* Start *

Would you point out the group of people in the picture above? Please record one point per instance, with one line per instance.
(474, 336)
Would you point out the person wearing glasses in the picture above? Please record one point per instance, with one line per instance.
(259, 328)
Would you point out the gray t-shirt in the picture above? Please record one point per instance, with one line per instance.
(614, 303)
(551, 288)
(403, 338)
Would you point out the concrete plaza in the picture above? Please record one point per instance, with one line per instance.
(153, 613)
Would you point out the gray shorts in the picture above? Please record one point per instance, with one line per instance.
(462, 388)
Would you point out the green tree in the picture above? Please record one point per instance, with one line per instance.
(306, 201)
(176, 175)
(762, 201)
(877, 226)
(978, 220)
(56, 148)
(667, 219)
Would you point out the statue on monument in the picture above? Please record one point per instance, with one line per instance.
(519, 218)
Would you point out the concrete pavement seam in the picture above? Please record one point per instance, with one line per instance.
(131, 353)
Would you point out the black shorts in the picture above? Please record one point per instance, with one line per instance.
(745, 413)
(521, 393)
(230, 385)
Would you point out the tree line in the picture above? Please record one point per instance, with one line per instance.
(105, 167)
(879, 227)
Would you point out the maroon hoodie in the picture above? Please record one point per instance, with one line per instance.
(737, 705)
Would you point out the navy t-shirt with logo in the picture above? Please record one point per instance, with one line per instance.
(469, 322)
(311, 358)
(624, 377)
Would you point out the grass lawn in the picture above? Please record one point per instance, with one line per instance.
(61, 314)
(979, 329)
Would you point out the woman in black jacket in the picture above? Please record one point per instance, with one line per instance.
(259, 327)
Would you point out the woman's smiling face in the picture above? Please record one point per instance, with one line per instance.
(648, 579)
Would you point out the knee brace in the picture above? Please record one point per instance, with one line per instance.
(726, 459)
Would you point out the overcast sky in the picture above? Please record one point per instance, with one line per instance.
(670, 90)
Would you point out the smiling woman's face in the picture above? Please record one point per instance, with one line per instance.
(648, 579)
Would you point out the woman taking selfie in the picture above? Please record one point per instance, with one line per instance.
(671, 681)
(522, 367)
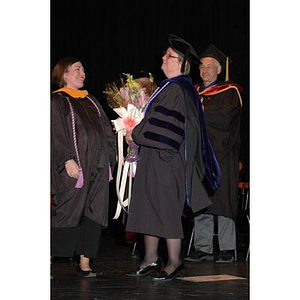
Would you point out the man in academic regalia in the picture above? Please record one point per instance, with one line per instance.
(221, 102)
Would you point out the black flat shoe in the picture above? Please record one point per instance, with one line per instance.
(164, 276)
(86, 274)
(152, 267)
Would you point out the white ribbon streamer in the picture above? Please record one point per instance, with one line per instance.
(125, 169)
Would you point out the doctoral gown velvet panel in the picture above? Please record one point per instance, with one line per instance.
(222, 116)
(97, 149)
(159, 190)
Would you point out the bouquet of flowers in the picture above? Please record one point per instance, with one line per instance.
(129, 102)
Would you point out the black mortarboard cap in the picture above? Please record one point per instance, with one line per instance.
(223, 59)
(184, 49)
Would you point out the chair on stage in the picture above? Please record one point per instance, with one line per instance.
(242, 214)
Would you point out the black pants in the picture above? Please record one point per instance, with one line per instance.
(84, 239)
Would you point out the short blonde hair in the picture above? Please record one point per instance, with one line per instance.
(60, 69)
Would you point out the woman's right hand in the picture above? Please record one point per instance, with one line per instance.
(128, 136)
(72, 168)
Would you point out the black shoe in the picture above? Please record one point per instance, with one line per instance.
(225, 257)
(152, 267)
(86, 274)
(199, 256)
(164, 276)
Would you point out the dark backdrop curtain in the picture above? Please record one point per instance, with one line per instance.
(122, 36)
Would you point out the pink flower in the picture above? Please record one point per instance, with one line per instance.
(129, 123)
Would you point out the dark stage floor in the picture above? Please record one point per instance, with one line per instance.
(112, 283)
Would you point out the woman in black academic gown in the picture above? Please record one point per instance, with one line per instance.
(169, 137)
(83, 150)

* End *
* Start *

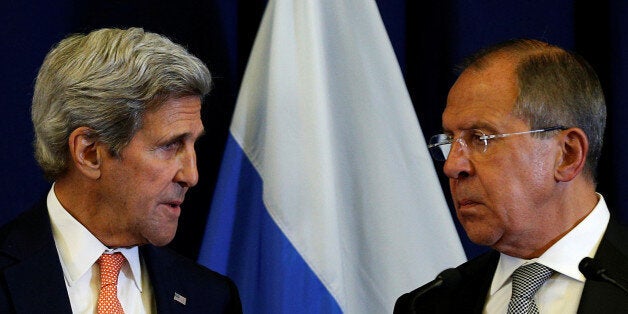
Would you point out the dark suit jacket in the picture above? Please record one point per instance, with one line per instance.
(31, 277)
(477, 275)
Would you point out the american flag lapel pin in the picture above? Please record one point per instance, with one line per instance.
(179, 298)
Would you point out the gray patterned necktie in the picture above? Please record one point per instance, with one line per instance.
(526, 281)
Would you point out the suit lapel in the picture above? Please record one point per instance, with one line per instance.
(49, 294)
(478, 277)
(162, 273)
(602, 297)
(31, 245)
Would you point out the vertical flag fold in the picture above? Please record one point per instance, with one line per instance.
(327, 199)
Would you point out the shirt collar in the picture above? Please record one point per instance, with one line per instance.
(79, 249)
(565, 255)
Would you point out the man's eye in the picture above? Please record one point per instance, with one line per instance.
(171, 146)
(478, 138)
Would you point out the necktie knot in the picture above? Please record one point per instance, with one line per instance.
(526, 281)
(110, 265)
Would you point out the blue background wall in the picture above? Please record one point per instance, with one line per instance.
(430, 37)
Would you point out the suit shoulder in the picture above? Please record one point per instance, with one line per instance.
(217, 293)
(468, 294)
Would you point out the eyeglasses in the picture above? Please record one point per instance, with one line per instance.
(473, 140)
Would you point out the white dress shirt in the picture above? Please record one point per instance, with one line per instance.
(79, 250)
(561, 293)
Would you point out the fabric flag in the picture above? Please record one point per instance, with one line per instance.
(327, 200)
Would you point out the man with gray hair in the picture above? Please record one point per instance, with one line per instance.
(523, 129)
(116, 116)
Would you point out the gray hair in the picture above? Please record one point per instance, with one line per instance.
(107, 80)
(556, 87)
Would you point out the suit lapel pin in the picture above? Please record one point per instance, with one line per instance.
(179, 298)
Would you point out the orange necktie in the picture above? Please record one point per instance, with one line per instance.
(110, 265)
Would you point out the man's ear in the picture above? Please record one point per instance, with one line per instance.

* End *

• **What to produce**
Output the lines starting at the line that contains "Would you point out the gray hair" and ending at the line that contains "Would you point out the man's ear" as a JSON list of strings, one string per line, leaving out any blank lines.

• **Task output**
[
  "Would you point out the gray hair in the picture above? Please record one point per instance, with one line per instance.",
  "(107, 80)",
  "(556, 87)",
  "Would you point out the suit lapel pin in the picture above? Please record one point per instance, with one line per instance.",
  "(179, 298)",
  "Would you point out the orange necktie in the picture above? Please record one point per instance, with one line per instance.",
  "(110, 265)",
  "Would you point out the man's ear in the picture above? Please record one point per instance, with one line per instance."
]